[Image boundary labeling items]

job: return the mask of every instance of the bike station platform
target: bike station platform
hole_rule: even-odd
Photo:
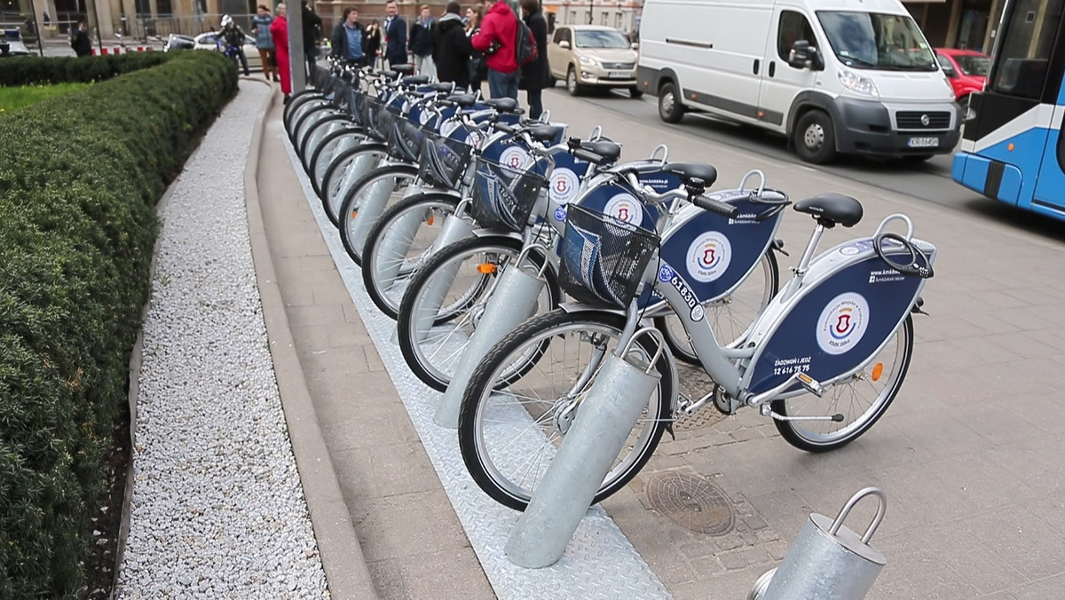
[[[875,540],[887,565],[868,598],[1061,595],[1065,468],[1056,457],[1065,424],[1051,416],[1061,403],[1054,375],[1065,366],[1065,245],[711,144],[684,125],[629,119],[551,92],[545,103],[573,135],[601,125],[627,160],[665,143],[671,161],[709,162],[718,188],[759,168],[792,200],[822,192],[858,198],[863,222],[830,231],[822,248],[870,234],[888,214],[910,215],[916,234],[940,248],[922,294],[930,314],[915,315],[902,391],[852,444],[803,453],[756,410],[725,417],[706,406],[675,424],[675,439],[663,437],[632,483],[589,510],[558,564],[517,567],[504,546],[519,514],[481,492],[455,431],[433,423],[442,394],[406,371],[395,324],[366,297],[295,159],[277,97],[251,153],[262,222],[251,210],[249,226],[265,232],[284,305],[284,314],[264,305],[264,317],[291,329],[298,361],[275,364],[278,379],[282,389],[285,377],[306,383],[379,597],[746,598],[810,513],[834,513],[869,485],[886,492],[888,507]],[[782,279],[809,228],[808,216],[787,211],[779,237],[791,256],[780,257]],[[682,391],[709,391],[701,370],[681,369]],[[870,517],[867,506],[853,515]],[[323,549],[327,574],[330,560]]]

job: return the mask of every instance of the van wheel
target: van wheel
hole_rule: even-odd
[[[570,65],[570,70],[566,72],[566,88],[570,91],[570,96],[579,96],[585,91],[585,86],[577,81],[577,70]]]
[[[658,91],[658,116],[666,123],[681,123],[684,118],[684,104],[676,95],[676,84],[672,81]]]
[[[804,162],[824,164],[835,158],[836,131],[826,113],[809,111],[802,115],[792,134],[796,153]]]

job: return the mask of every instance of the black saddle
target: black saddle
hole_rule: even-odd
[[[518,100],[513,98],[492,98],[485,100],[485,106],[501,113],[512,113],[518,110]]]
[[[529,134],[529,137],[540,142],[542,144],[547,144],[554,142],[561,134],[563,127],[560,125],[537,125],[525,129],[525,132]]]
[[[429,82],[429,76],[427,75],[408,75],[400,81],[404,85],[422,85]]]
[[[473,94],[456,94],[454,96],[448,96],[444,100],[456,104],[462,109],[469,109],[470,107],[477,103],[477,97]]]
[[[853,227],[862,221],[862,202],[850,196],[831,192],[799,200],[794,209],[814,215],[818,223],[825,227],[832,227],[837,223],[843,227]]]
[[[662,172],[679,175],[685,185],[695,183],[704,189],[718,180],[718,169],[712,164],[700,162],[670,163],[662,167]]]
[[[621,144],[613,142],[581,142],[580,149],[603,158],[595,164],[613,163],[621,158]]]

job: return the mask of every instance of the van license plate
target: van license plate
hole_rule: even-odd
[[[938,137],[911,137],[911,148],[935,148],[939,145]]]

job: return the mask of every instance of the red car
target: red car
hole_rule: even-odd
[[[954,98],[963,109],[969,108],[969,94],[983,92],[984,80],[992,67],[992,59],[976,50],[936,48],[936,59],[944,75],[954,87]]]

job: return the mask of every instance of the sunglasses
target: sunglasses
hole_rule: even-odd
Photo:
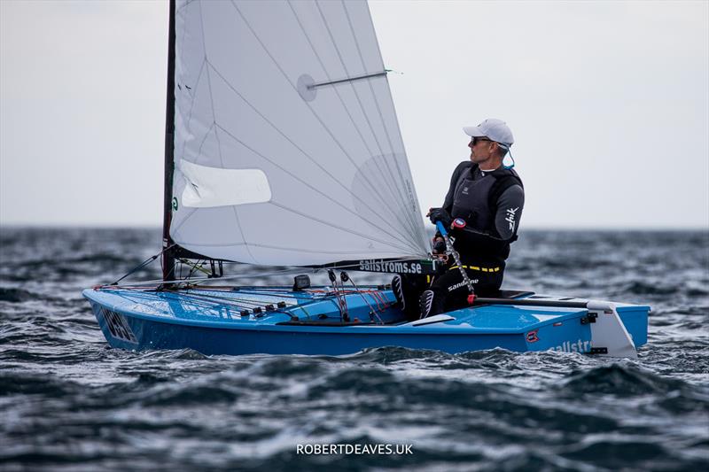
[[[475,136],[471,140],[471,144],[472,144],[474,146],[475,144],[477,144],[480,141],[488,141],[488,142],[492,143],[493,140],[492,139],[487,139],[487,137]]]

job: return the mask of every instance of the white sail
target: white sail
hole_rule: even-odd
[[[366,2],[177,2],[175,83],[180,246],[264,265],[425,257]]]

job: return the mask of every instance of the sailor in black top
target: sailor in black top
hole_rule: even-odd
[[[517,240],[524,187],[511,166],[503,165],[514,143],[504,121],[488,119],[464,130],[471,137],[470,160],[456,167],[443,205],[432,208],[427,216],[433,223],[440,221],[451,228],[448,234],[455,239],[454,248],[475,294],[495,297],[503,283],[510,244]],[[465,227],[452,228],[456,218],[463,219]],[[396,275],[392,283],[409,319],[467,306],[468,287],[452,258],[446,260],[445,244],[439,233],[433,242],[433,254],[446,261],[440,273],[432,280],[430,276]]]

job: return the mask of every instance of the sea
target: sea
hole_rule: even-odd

...

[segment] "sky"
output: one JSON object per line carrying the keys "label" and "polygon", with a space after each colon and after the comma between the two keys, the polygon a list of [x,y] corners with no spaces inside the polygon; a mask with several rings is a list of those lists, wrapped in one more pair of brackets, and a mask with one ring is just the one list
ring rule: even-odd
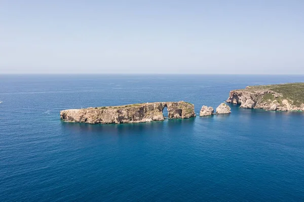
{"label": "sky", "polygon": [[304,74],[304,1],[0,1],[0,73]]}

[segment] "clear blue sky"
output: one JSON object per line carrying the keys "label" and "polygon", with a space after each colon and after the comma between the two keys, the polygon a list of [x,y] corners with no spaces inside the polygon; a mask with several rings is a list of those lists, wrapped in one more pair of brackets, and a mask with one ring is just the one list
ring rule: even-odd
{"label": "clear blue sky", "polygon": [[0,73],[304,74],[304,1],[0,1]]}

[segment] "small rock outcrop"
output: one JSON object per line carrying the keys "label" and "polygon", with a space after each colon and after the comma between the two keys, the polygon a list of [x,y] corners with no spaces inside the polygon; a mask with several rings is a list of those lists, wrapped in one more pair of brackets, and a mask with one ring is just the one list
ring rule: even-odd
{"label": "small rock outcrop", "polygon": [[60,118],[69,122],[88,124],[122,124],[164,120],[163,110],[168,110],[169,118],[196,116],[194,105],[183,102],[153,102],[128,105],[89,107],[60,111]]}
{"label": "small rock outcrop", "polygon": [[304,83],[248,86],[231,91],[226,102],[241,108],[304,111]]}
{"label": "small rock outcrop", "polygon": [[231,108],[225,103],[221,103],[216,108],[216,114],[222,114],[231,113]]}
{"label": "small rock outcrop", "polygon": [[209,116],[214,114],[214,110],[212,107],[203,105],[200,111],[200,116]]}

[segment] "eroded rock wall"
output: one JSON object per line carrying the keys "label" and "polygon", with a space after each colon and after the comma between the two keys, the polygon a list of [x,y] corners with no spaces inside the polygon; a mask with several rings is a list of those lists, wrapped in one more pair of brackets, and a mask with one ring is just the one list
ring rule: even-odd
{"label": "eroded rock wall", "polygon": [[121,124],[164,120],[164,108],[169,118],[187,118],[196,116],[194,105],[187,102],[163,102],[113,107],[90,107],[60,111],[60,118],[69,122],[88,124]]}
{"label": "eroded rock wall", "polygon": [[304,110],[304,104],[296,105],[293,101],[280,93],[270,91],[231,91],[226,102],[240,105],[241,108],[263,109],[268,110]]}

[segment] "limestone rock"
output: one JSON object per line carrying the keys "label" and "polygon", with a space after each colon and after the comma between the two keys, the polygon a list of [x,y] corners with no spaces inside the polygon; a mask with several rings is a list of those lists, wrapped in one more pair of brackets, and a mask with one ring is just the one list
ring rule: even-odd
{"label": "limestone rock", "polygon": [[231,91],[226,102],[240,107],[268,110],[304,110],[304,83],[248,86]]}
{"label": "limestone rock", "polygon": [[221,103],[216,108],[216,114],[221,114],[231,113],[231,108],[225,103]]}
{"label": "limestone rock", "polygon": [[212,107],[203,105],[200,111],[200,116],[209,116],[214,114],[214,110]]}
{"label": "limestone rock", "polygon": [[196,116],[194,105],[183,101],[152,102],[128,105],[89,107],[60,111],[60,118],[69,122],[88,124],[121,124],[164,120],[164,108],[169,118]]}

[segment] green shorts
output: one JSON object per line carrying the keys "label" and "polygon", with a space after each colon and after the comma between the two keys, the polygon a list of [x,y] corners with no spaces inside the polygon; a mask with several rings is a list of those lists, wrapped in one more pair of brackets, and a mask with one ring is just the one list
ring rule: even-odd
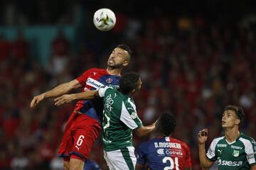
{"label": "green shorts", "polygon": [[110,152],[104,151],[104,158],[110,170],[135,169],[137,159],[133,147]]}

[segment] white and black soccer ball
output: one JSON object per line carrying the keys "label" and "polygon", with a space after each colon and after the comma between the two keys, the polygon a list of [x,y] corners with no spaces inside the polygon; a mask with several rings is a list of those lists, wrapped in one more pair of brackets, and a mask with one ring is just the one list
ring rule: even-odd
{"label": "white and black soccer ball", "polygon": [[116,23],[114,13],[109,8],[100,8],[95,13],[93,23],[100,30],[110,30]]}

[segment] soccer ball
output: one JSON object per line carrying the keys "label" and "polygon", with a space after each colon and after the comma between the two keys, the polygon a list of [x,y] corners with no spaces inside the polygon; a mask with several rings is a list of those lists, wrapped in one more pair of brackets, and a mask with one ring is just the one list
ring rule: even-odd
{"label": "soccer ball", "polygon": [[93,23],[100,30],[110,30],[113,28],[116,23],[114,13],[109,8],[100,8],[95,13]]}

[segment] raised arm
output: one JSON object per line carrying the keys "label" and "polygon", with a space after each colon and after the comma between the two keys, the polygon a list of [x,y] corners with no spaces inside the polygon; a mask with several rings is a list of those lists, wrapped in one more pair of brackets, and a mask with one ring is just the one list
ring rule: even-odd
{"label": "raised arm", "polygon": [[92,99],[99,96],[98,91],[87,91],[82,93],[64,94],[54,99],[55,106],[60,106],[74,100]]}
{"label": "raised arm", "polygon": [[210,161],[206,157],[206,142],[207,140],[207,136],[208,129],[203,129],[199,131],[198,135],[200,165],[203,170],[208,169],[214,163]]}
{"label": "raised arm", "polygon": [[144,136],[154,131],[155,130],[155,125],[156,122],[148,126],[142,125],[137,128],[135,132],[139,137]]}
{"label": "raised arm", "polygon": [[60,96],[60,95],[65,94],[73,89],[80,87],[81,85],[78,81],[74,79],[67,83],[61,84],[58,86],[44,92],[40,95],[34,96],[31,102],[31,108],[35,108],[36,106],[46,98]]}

**SHORT EXERCISE**
Rescale the part of the items that opens with the line containing "job: return the mask of every instance of the black" and closes with the line containing "[[[366,2],[177,2],[175,83],[180,246],[264,265],[425,257]]]". Reproduce every line, requests included, but multiply each polygon coordinate in the answers by 1.35 and round to whole numbers with halves going up, and omit any picture.

**COMPLETE RESPONSE**
job: return the mask of every instance of the black saddle
target: black saddle
hole_rule: even-odd
[[[699,135],[693,132],[664,132],[655,135],[655,143],[676,153],[691,153],[699,149]]]
[[[714,181],[714,185],[729,192],[732,194],[738,194],[748,192],[757,181],[760,171],[756,169],[725,169],[709,174],[709,178]]]
[[[579,111],[579,103],[576,101],[551,101],[540,109],[545,115],[570,115]]]
[[[639,127],[616,127],[613,130],[605,130],[599,135],[616,140],[624,147],[633,147],[635,144],[644,139],[644,131]]]
[[[1152,306],[1164,298],[1164,273],[1148,265],[1122,259],[1079,270],[1072,282],[1099,290],[1104,301],[1114,306],[1123,306],[1130,301],[1138,306]]]
[[[894,232],[917,236],[925,250],[938,247],[950,255],[969,243],[969,228],[961,221],[945,219],[905,220],[894,225]]]
[[[838,194],[828,192],[784,192],[783,201],[814,213],[803,221],[828,220],[838,213]]]

job: return the mask of every instance of the van license plate
target: van license plate
hole_rule: even-odd
[[[1266,185],[1230,185],[1230,200],[1262,200],[1268,196]]]

job: return the mask of every instance of the red car
target: red car
hole_rule: even-odd
[[[1288,132],[1300,147],[1308,146],[1308,127],[1327,124],[1328,108],[1339,90],[1339,80],[1318,68],[1264,65],[1264,80],[1274,101],[1288,117]]]

job: return the mask of every instance of the sunglasses
target: sunglasses
hole_rule: even-odd
Photo:
[[[641,184],[636,189],[636,194],[637,194],[640,197],[641,194],[644,194],[648,190],[659,190],[659,192],[664,193],[666,189],[664,188],[657,188],[657,185]]]

job: return the mask of every instance of the white sail
target: white sail
hole_rule: even-odd
[[[494,3],[239,3],[236,112],[243,332],[356,358],[574,347]]]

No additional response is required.